**EXTRACTED ENTRIES:**
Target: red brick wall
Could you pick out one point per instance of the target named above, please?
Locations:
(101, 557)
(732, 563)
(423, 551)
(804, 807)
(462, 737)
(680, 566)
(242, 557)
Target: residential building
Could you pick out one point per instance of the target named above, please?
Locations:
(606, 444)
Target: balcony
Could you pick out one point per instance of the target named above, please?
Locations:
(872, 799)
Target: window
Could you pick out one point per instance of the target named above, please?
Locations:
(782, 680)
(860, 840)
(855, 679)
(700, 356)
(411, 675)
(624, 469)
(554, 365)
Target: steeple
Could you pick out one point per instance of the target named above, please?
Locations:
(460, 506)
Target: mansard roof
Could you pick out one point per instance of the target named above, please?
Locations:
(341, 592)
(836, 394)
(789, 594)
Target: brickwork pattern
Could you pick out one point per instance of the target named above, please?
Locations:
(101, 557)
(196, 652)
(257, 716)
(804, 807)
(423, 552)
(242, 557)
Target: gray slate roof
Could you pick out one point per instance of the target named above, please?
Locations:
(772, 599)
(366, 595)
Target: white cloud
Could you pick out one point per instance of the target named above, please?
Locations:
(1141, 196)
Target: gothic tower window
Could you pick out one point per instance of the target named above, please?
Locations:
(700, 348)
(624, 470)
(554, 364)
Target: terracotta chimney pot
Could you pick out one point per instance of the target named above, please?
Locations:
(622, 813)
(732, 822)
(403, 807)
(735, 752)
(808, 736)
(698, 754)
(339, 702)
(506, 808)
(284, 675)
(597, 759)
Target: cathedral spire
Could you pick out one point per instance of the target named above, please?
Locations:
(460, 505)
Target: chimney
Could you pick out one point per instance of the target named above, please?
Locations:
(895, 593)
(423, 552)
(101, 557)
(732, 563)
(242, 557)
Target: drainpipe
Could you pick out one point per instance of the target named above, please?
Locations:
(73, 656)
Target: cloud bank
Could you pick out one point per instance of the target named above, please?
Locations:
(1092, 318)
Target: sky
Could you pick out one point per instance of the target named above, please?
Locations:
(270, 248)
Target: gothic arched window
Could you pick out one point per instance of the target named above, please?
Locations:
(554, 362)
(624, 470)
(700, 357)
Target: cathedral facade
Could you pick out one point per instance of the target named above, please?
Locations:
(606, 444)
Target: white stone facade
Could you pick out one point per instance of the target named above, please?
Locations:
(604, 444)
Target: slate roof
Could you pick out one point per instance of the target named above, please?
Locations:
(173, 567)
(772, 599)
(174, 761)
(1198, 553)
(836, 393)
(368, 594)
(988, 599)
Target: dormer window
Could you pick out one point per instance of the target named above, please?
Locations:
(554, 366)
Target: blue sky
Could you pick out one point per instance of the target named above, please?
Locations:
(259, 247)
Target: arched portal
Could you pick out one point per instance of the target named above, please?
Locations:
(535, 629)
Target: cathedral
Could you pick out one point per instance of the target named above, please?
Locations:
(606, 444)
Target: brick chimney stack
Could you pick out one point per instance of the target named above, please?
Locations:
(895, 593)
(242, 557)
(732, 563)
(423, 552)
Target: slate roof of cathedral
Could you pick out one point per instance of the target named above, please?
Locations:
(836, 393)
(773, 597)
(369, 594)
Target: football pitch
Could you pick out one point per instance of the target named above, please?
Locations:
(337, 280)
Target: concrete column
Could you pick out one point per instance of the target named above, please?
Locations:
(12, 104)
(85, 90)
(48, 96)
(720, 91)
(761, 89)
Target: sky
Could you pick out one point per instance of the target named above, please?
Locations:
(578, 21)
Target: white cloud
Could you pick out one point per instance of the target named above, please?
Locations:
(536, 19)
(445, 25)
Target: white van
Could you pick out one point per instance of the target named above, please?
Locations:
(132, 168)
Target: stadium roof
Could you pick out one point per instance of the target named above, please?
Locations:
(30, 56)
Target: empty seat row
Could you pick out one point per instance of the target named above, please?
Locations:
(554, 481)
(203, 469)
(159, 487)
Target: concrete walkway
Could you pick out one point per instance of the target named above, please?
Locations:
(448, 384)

**ACTION ITEM:**
Work out how many lines in the records above contain the word "arched", and reply with that number alone.

**REPLY:**
2